INSTRUCTIONS TO FOLLOW:
Find every line in the material below that contains the word "shrub" and copy each of those lines in full.

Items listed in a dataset
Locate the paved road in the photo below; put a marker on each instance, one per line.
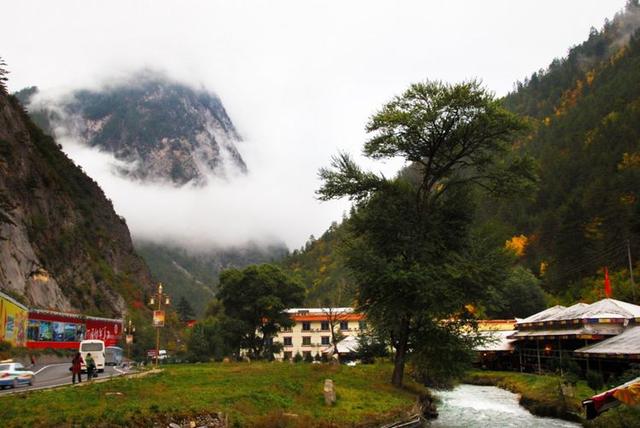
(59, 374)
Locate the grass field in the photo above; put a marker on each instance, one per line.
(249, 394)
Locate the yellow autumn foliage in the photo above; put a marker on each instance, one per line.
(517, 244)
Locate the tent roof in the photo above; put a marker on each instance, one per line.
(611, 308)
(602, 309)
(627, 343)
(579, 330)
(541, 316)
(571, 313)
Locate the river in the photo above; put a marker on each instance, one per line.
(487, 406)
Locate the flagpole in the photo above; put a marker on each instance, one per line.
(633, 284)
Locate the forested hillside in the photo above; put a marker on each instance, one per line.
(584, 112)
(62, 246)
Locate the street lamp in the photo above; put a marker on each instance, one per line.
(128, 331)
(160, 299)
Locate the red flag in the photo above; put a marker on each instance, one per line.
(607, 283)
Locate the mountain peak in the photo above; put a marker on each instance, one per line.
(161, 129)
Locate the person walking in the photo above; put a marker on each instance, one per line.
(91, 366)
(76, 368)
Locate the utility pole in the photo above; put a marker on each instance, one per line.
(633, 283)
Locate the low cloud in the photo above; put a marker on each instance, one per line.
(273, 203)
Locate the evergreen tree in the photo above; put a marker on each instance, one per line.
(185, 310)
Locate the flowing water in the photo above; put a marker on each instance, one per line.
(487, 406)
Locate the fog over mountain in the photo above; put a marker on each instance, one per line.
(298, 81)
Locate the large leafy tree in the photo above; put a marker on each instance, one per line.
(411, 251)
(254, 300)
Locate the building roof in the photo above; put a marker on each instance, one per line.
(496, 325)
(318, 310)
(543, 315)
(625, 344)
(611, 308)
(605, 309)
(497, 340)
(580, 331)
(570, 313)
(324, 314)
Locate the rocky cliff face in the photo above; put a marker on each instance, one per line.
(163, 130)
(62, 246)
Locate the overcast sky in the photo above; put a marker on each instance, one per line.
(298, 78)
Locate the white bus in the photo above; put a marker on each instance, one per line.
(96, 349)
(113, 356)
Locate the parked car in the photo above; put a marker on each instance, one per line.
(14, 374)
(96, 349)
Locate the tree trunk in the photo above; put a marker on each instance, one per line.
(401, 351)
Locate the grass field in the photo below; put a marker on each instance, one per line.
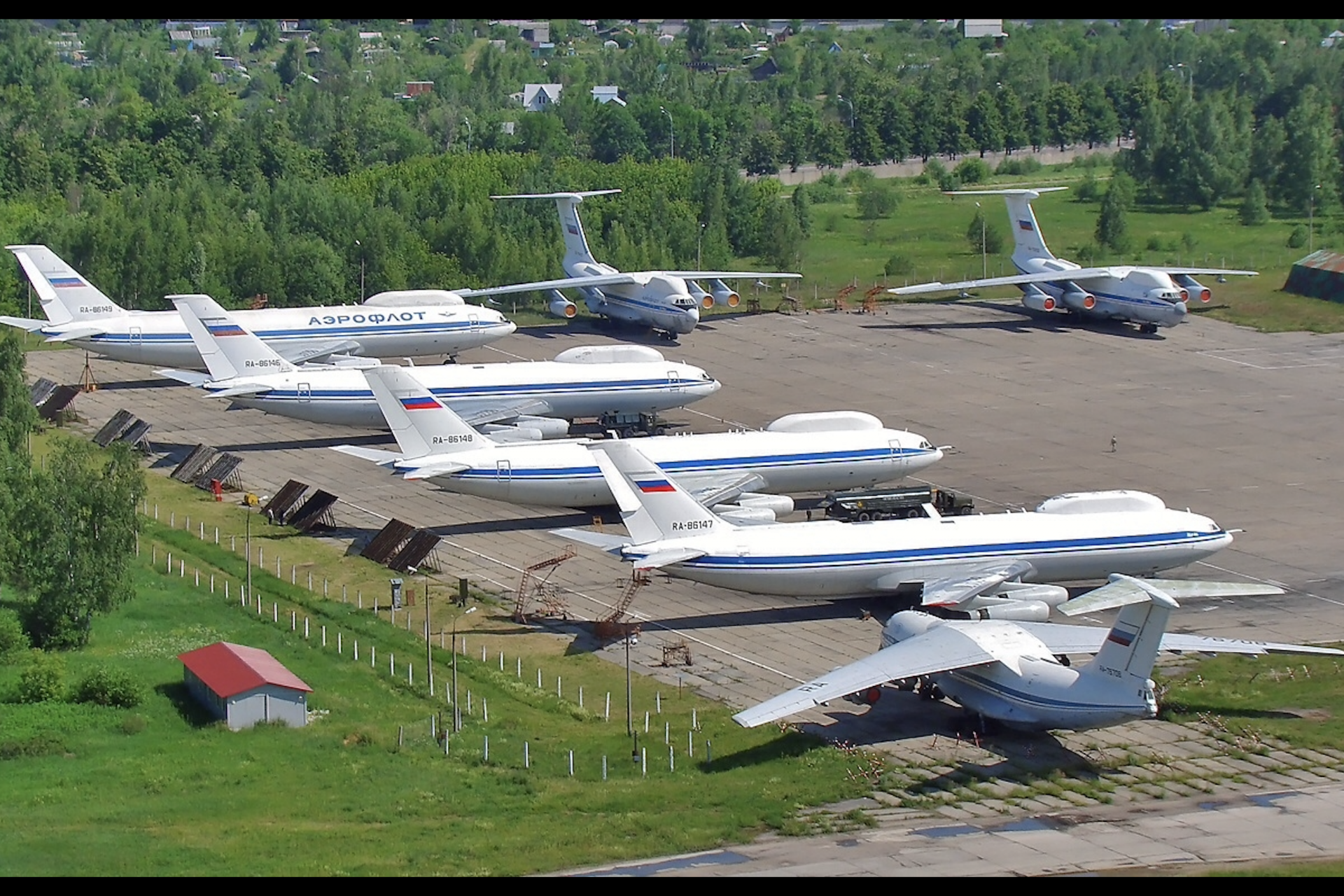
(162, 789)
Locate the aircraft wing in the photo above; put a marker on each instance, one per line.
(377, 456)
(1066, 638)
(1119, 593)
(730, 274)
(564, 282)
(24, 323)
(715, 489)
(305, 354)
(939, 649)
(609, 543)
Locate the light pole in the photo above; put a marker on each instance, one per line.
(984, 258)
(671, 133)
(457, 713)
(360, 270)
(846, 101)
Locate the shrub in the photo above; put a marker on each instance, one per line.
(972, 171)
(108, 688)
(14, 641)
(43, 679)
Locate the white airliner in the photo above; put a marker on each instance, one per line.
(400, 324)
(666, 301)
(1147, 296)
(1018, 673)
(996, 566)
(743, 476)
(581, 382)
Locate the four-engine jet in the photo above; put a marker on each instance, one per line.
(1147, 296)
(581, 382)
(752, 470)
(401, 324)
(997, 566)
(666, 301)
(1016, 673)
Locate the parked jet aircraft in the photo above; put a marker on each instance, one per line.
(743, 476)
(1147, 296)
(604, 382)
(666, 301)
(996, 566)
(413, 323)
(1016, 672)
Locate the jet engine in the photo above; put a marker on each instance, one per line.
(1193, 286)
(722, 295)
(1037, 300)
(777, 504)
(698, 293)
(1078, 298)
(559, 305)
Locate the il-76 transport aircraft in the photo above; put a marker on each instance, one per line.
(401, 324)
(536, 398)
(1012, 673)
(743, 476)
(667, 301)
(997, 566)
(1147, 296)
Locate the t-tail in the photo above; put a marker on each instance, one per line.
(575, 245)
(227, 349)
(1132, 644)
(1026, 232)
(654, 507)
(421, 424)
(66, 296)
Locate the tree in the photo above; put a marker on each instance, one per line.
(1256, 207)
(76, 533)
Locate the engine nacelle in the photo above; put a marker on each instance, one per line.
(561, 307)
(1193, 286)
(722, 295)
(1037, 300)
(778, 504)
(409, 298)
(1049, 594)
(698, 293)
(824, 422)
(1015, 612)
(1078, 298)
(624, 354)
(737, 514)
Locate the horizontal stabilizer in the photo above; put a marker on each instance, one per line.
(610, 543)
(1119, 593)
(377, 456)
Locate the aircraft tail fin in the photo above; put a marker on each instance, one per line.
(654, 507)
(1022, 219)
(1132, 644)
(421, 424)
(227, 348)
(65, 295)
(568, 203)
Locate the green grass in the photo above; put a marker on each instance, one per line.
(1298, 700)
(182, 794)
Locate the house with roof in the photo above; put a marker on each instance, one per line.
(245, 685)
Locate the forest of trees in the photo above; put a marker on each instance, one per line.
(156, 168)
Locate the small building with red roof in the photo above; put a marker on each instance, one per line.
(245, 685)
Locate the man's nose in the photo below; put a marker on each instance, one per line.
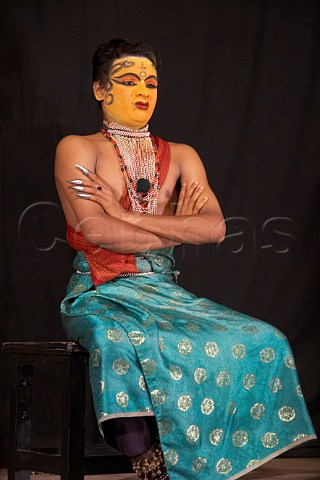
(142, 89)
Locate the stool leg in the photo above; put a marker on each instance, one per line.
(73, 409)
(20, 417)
* * *
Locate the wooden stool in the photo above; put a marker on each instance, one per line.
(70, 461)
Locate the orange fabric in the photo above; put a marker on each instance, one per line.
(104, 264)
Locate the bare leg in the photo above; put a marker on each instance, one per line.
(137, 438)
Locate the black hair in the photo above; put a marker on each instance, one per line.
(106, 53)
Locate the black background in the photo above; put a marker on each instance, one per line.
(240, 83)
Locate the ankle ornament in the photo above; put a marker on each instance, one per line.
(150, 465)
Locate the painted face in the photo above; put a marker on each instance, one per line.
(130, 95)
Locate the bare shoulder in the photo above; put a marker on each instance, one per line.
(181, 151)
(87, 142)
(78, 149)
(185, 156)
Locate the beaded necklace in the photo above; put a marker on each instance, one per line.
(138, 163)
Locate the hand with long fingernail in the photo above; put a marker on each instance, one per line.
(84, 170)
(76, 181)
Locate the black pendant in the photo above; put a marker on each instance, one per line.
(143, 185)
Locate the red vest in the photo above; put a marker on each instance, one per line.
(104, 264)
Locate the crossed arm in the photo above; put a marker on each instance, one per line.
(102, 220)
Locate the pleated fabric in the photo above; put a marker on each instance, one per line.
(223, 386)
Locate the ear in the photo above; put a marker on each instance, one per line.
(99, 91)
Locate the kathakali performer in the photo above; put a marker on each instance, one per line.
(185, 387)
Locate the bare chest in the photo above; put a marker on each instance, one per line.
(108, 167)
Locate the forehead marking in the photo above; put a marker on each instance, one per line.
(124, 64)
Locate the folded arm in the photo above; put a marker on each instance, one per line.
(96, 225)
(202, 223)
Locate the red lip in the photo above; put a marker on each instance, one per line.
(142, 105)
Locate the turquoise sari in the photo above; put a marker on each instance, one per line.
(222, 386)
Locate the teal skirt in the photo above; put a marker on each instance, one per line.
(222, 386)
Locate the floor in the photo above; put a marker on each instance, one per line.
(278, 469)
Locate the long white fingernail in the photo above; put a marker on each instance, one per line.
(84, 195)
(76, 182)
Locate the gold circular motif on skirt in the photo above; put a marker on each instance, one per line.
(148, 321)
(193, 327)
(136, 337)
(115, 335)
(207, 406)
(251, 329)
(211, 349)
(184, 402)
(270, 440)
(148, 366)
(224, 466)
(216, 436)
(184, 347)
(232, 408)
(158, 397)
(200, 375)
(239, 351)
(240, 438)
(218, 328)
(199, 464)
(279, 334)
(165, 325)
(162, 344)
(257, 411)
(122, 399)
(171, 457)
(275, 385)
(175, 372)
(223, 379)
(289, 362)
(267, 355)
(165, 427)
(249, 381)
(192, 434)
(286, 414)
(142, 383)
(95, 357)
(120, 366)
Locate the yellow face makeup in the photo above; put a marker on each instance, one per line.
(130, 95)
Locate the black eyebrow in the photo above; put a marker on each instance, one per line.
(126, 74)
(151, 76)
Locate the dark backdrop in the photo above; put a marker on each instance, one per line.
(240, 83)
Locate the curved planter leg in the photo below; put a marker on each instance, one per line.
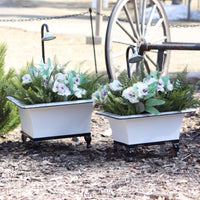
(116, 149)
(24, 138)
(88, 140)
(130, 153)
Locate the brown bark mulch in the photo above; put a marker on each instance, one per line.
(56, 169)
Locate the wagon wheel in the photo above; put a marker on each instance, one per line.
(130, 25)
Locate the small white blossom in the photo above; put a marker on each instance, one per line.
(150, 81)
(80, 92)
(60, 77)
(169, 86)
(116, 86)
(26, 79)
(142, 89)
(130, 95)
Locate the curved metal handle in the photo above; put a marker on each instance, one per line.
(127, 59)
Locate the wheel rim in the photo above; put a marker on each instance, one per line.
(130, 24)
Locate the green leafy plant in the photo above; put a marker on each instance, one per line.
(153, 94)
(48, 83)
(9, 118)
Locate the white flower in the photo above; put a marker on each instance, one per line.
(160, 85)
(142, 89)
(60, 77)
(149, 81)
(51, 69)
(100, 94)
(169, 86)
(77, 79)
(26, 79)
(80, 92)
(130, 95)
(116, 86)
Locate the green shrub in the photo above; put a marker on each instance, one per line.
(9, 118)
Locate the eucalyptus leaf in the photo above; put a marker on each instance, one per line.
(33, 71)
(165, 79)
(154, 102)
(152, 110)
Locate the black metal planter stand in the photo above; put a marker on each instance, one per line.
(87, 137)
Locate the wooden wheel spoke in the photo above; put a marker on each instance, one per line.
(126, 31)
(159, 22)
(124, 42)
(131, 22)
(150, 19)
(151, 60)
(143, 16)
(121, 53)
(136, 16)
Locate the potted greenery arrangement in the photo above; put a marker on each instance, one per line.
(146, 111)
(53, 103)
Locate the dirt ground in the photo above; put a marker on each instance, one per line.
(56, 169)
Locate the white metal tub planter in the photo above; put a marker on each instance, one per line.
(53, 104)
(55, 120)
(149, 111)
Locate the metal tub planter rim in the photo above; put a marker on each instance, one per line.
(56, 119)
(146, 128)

RESULT BELOW:
Locate the shrub in the photo above; put a marker on each instance, one per line.
Locate the green shrub in the photo above; put a marker on each instance, one per line.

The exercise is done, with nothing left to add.